→ **EXTRACTED ENTRIES**
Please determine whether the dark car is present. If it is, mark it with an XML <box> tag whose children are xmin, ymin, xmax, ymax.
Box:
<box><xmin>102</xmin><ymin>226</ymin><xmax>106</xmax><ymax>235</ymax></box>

...

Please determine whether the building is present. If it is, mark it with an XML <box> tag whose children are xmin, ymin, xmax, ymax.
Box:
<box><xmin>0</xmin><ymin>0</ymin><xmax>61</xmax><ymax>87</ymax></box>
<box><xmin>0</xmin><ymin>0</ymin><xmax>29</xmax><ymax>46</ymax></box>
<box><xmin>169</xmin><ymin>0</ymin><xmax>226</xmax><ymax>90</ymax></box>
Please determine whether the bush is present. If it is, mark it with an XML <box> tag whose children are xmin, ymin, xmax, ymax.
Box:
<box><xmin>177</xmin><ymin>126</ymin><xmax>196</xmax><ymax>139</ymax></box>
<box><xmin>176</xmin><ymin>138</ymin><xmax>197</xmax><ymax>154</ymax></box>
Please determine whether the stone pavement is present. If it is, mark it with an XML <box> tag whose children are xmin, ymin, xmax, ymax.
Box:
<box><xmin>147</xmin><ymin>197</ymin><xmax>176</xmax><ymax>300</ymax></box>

→ **TASK TO COMPLETE**
Please pull out each line from the rows above that contains the word "bush".

→ **PROBLEM SOLUTION**
Please determine whether the bush is present. If it is, mark it with an XML <box> tag whose children are xmin, ymin, xmax, ymax.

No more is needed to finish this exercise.